Data to use |
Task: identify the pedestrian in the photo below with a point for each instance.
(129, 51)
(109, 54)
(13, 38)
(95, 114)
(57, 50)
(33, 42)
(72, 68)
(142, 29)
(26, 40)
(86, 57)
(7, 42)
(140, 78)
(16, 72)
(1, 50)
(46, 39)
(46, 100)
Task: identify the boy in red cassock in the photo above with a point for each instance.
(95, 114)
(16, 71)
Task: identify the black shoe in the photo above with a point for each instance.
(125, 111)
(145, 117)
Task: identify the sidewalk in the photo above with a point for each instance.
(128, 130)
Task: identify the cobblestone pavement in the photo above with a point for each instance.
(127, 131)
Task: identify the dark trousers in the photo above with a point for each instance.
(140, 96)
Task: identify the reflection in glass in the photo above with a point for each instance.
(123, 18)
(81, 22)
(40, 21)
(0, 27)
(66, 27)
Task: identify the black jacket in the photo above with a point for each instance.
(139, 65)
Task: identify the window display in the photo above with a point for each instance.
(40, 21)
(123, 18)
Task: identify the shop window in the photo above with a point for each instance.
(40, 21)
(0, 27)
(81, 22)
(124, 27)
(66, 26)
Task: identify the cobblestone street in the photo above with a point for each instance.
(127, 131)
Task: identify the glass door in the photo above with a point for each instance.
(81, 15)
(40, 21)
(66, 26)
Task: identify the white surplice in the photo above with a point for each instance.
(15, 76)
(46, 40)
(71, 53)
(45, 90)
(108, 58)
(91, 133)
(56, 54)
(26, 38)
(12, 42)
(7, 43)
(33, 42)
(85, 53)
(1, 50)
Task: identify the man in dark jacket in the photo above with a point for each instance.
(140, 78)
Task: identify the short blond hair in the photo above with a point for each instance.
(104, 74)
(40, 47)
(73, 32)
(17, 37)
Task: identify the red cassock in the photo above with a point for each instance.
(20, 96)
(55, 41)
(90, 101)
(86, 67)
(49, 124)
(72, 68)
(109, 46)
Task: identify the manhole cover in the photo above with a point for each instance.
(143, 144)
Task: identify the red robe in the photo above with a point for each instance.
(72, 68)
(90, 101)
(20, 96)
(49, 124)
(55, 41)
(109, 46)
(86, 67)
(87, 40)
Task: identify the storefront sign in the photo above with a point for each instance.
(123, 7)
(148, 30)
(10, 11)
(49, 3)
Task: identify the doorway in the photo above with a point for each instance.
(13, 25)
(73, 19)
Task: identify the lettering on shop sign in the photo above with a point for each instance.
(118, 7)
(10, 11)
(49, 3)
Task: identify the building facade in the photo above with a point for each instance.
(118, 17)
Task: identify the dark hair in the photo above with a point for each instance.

Short exercise | Starting with the line that contains "Task: identify the lettering" and going on through the end of the data, write out every line again, adding 51 to each number in the point coordinates and leaving everything else unchanged.

Solution to this exercise |
Task: identify the lettering on shop sign in the photo above with a point for each instance.
(169, 58)
(61, 62)
(100, 54)
Task: identify the building facade in the photo above with a point for each instance.
(169, 68)
Task: identify the dark hair in the photo above with a point for each instance.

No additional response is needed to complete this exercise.